== SUPPLIED DATA ==
------------------------------------

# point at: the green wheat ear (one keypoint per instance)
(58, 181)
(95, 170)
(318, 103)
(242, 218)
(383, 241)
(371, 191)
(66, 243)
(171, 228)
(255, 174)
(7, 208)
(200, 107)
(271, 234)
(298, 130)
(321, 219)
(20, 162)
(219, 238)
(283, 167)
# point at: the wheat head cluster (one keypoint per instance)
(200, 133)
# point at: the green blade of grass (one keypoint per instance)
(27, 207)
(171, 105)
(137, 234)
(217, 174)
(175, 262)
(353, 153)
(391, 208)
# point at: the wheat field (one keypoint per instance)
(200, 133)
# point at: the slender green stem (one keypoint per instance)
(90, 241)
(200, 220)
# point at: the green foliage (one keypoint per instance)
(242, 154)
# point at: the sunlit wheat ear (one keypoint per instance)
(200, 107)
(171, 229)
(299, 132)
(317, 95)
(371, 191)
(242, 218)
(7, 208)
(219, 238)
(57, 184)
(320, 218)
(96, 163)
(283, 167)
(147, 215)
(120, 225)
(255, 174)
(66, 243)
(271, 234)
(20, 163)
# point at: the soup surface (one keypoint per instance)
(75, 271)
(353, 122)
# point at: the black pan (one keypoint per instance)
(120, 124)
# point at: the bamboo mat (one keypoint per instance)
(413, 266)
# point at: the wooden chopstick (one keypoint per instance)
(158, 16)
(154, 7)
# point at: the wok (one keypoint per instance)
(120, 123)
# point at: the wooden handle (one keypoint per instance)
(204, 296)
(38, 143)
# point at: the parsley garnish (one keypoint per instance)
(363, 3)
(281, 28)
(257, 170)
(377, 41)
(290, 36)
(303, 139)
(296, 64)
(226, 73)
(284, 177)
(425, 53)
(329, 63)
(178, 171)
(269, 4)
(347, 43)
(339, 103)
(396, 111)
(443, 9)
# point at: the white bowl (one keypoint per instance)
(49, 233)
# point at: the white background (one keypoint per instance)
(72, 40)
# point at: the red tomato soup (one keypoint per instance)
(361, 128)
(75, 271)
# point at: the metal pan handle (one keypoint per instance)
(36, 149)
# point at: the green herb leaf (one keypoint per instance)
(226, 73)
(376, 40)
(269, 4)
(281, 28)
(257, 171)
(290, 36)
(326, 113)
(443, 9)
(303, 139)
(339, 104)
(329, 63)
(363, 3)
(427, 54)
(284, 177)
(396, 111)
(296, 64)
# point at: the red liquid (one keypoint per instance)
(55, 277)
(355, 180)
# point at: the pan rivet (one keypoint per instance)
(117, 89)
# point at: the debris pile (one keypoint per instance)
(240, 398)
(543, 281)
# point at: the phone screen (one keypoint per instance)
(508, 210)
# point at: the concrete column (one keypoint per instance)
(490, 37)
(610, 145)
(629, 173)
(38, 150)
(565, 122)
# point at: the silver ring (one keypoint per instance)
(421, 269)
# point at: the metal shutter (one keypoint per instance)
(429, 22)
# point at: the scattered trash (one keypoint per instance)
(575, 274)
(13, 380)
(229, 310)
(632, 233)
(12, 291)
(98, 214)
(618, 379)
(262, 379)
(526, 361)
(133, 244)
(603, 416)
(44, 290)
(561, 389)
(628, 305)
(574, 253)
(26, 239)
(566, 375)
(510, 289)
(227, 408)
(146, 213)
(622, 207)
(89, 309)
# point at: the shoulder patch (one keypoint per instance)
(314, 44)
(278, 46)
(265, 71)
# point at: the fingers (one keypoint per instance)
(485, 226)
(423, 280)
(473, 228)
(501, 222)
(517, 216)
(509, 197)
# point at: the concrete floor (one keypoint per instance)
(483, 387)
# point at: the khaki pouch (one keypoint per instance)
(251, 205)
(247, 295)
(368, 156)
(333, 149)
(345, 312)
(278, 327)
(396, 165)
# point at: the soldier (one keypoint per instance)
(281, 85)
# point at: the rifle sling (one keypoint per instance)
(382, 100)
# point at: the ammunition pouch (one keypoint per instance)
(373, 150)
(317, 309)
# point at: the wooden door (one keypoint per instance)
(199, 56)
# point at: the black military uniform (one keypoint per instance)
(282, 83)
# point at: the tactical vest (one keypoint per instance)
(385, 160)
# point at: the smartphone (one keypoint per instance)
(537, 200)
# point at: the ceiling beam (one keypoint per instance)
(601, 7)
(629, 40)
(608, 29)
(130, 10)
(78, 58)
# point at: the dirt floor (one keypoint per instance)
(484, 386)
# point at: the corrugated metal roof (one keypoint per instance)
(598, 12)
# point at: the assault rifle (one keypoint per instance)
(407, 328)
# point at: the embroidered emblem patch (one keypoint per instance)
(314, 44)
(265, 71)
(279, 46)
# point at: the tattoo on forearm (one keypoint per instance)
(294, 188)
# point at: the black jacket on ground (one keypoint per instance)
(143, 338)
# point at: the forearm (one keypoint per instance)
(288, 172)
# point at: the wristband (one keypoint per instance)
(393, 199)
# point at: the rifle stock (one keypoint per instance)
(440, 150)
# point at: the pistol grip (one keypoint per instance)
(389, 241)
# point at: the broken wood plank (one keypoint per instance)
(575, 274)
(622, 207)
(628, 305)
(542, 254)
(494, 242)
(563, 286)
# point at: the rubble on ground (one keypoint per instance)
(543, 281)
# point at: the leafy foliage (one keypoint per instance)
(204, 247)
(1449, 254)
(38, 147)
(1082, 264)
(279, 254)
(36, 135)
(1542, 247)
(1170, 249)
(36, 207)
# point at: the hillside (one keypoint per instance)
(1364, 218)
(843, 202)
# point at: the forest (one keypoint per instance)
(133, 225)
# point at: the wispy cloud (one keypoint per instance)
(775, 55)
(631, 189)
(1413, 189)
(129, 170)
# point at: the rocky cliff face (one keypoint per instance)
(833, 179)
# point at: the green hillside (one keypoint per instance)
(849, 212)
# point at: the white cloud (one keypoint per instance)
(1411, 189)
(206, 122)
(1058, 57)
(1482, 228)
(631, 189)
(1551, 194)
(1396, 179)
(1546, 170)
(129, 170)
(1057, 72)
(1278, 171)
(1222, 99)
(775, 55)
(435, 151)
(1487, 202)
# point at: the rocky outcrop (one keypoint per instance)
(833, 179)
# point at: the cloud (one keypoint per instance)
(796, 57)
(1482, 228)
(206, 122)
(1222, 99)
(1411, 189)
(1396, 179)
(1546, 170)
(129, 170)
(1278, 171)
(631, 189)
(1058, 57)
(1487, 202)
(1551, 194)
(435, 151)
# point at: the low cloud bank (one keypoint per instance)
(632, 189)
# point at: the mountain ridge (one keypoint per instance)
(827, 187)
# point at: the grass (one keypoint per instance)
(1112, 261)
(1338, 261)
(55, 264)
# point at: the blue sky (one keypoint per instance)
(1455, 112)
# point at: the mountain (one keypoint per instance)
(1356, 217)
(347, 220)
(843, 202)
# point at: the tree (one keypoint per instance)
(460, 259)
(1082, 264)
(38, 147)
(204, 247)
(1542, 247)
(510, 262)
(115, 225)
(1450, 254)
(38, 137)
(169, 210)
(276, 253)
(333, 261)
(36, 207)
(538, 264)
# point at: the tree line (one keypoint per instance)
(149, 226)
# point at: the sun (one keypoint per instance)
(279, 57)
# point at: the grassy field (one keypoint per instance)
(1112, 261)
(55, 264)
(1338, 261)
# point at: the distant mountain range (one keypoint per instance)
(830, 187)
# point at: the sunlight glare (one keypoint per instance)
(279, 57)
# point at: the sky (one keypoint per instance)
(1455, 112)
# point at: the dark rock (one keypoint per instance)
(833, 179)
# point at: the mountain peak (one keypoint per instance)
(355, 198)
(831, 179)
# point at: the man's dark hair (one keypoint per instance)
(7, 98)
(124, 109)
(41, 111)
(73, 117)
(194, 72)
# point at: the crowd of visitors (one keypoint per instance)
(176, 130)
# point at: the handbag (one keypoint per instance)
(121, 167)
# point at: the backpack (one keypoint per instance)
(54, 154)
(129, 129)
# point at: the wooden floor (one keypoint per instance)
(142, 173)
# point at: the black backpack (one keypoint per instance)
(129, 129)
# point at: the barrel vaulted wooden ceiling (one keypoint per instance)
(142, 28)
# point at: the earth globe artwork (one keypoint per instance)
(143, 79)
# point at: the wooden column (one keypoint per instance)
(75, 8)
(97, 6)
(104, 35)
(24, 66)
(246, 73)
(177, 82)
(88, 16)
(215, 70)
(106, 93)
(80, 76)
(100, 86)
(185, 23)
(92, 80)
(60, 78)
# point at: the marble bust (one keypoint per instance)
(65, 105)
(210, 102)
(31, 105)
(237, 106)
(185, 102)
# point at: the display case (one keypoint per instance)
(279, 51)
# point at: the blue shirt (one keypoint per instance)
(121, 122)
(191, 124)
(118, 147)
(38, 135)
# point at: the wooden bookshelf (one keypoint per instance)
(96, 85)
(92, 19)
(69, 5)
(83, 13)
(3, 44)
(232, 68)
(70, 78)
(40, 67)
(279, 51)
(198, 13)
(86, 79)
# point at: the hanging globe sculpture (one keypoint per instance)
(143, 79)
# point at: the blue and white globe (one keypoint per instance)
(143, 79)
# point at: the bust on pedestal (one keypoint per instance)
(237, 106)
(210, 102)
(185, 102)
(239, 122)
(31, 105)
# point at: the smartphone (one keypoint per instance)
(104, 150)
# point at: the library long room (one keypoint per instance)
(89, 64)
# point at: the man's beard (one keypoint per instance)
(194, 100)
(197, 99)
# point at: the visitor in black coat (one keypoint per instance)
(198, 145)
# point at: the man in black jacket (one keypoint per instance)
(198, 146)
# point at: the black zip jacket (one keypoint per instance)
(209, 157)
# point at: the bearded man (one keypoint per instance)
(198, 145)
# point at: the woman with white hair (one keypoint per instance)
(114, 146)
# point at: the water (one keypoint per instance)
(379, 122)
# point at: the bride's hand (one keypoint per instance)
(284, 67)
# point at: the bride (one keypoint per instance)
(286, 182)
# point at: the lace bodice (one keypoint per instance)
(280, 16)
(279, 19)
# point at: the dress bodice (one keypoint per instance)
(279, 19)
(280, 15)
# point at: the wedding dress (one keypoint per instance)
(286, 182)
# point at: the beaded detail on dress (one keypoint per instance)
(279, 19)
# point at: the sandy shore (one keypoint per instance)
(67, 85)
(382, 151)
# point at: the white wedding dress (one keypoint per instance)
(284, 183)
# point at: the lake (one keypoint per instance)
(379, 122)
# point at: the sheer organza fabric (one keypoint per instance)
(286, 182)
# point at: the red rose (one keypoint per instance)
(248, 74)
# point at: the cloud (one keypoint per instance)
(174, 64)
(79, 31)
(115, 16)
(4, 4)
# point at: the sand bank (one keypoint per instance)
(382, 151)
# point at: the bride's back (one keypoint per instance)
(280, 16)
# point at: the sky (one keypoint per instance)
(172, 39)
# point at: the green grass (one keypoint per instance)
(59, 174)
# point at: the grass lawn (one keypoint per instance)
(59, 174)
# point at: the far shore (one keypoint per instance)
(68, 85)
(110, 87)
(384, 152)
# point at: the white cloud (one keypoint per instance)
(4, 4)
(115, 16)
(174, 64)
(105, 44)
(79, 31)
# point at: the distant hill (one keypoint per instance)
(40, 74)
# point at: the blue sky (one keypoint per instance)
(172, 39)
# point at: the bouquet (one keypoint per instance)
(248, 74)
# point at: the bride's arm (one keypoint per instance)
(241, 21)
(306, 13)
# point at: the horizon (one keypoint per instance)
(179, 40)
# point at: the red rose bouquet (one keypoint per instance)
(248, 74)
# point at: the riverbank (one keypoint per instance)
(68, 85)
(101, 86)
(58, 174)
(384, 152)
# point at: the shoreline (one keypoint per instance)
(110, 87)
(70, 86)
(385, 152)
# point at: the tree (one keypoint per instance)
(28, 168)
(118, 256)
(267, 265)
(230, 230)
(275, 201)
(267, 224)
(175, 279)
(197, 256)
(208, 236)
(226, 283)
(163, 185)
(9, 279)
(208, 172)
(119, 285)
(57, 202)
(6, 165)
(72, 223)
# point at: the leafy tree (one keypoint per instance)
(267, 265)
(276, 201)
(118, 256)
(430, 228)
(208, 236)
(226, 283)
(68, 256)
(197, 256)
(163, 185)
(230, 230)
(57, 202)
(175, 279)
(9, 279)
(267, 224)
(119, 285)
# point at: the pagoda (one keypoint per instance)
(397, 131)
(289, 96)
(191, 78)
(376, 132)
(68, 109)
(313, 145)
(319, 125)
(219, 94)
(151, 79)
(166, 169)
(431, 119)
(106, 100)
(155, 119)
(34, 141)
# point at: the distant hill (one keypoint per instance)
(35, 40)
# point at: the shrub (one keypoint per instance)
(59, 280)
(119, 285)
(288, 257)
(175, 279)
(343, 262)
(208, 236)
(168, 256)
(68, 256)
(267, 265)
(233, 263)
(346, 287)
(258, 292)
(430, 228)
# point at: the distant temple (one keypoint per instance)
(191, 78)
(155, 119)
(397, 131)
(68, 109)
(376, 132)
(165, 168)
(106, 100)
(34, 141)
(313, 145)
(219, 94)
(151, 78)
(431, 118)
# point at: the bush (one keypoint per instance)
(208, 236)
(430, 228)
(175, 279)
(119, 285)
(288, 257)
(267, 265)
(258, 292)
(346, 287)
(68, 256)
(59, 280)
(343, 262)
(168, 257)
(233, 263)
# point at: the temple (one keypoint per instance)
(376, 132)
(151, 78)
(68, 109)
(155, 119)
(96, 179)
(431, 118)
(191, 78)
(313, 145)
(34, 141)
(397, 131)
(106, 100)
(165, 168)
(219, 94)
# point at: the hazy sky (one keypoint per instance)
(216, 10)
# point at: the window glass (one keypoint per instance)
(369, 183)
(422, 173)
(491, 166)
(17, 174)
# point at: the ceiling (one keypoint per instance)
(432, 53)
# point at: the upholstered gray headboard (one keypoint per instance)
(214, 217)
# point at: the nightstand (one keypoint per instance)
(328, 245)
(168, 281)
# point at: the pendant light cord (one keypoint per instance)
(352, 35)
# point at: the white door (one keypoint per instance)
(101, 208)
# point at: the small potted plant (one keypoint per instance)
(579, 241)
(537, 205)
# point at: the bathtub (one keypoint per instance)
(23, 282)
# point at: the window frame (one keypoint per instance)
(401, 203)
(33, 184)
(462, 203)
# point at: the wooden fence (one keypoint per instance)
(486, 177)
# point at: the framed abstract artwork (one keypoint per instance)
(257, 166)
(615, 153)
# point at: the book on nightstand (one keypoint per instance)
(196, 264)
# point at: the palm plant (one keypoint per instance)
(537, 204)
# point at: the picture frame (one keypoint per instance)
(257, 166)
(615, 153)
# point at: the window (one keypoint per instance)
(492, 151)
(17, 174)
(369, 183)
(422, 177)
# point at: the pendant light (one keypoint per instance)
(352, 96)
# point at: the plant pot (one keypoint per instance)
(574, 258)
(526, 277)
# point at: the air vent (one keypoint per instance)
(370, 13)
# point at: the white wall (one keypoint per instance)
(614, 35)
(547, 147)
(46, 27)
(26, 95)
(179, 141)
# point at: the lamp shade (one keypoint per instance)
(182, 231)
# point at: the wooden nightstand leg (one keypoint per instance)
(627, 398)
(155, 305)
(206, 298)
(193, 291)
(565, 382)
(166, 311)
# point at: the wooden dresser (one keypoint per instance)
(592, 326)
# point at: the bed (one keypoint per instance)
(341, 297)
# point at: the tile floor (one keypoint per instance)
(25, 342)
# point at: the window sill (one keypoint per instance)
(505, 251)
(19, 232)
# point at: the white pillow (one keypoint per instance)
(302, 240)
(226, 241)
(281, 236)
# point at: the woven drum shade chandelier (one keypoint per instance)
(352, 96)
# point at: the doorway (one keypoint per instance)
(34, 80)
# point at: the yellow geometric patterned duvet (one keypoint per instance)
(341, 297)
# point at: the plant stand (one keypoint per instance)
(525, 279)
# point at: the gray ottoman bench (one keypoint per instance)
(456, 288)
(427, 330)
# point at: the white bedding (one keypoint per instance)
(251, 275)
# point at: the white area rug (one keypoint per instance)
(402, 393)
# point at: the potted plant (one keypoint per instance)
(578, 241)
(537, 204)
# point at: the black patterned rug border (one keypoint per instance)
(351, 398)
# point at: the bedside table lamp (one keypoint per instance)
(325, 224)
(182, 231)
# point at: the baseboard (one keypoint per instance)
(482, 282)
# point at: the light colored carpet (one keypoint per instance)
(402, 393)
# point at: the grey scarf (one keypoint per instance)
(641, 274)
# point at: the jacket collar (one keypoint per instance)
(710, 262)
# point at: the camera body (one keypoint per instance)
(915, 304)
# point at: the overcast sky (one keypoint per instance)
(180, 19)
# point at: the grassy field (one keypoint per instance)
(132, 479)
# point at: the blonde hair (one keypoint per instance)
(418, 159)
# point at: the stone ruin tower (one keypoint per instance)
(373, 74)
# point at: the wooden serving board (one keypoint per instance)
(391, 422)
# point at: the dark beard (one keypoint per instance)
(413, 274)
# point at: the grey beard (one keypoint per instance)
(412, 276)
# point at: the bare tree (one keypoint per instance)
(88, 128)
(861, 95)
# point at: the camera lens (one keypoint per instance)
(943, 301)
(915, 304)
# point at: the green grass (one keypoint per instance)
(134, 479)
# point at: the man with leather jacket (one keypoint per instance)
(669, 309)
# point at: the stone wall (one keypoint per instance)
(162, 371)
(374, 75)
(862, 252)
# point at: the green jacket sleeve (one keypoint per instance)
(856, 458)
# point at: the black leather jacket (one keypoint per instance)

------------------------------------

== PROBLEM STATEMENT ==
Write out exactly the final stretch of the records: the line containing "# point at: the dark beard" and every line after it, through the last, and nothing else.

== COMPLETE ANSWER ==
# point at: the dark beard (one keypoint per instance)
(413, 274)
# point at: the grey beard (one keypoint per instance)
(412, 276)
# point at: the bare tree (one keypoint per instance)
(88, 128)
(861, 95)
# point at: the camera lens (one keypoint per instance)
(943, 301)
(915, 304)
# point at: the green grass (one keypoint per instance)
(134, 479)
# point at: the man with leather jacket (one keypoint per instance)
(669, 309)
# point at: the stone wall (one keypoint per instance)
(162, 371)
(374, 75)
(862, 252)
# point at: the green jacket sleeve (one keypoint per instance)
(856, 458)
# point at: the black leather jacket (one keypoint per instance)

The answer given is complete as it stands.